>> BEGIN SOURCE
UNITED STATES
SECURITIES AND EXCHANGE COMMISSION
Washington, D.C. 20549
 
FORM 8-K

 
Current Report
Pursuant to Section 13 or 15(d) of
The Securities Exchange Act of 1934

 
Date of Report (Date of earliest event reported): March 12, 2008 (March 10, 2008)
 
The Warnaco Group, Inc.
(Exact name of Registrant as specified in its charter)

 
             
Delaware
   
001-10857
   
95-4032739
(State or other jurisdiction
 of incorporation)
   
(Commission File Number)
   
(IRS Employer Identification No.)
   

       
501 Seventh Avenue, New York, New York
   
10018
(Address of principal executive offices)
   
(Zip Code)
   

 Registrant's telephone number, including area code:    (212) 287-8000
 
 


______________________________________________________________
 (Former name or former address, if changed since last report.)

 
Check the appropriate box below if the Form 8-K filing is intended to simultaneously satisfy the filing obligation of the registrant under any of the following provisions (see General Instruction A.2.):

   
o
Written communications pursuant to Rule 425 under the Securities Act (17 CFR 230.425)
   
o
Soliciting material pursuant to Rule 14a-12 under the Exchange Act (17 CFR 240.14a-12)
>> END SOURCE
**REQUEST 1:** According to the filing, what is the address of The Warnaco Group's principal executive offices?
The rows that follow have no connection to the filing.
>> BEGIN EXTRACTED INFORMATION
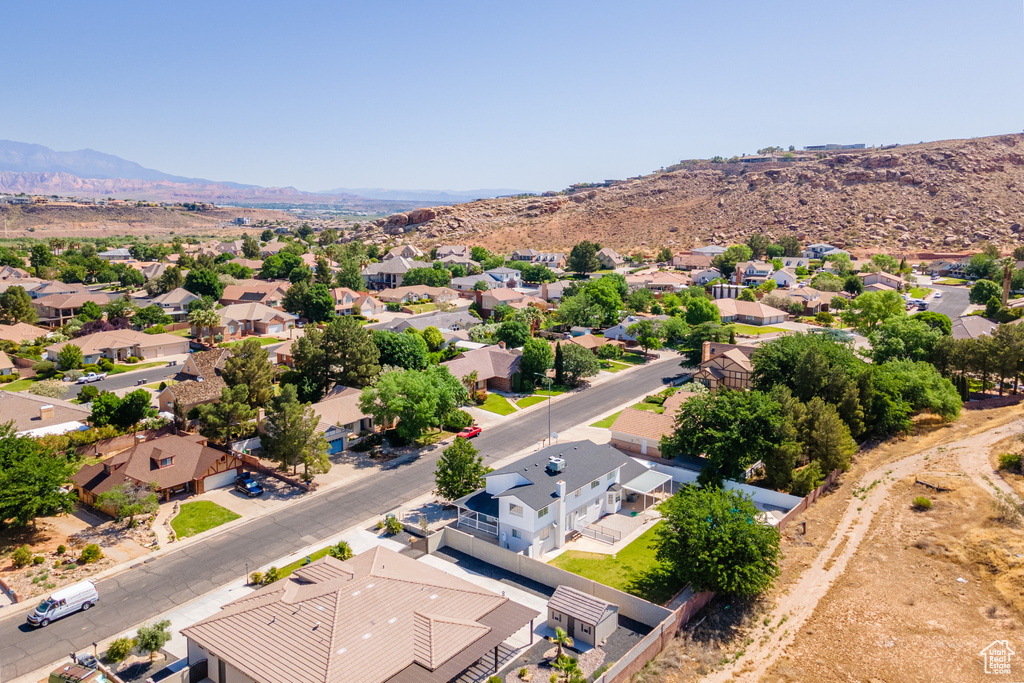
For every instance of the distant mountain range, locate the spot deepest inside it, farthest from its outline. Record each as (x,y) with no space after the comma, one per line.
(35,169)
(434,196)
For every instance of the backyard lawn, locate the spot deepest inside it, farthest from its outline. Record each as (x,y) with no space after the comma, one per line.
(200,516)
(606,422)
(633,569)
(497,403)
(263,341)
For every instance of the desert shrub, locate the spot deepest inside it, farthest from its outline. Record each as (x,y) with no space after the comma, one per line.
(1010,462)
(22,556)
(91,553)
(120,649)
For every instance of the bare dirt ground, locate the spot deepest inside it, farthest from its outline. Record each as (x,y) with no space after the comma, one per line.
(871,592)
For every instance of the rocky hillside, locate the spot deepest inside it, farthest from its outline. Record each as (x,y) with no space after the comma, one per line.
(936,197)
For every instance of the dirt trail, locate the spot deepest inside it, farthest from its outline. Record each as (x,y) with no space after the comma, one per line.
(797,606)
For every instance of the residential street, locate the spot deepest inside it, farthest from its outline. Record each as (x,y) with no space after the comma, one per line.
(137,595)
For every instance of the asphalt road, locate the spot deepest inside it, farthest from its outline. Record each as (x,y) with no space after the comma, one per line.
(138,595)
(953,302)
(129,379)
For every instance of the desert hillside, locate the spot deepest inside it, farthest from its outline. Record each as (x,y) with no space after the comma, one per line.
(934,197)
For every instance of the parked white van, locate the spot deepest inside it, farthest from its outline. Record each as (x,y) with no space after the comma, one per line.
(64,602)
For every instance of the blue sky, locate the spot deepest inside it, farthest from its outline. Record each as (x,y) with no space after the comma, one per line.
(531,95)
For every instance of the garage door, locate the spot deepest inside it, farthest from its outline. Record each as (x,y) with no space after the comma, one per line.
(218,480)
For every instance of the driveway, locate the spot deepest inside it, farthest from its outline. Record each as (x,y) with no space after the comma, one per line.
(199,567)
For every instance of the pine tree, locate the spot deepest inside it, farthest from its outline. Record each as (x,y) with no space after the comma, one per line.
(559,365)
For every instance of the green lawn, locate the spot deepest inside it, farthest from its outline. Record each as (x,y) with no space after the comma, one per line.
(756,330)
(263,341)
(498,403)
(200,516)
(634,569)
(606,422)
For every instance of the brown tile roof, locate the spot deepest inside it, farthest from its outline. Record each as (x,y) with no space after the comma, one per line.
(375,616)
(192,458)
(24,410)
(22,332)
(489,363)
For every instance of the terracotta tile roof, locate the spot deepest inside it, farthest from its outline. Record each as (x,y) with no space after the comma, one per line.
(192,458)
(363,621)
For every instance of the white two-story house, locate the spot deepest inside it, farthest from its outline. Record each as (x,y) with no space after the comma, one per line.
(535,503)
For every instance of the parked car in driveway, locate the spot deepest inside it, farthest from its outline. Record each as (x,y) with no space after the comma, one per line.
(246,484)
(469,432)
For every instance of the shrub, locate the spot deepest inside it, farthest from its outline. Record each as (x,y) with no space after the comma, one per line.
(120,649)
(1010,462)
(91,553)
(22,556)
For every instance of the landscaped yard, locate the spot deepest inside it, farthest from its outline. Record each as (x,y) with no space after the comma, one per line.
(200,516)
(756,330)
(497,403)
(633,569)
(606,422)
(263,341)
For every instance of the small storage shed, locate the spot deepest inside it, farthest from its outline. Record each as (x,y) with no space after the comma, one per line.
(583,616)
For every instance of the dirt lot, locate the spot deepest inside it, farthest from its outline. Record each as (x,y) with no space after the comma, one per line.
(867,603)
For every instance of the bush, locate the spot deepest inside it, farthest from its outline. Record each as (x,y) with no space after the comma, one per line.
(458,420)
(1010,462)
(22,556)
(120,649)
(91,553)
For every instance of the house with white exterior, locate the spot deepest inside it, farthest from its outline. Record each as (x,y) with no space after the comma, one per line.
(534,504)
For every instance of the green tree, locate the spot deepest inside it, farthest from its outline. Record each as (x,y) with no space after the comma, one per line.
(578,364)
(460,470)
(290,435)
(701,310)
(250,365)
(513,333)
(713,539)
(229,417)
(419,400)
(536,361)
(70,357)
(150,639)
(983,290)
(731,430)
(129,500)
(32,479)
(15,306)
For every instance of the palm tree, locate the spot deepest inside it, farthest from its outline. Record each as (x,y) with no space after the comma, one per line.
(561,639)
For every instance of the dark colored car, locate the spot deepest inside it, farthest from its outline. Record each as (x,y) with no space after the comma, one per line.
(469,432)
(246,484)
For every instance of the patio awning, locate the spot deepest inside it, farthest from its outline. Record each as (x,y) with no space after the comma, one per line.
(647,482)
>> END EXTRACTED INFORMATION
**REQUEST 2:** Please filter the rows above, keeping every line that contains the word "shrub".

**COMPLETE ANSWER 1:** 501 Seventh Avenue, New York, New York 10018

**COMPLETE ANSWER 2:**
For every instance of the desert shrub, locate the spot deepest inside it, farthest from its outline. Record each as (x,y) with no space after the comma, one per line.
For every instance of the shrub, locate the spot deepest inside it, farthest from its outline. Record each as (x,y) with no space after the comma, one per line.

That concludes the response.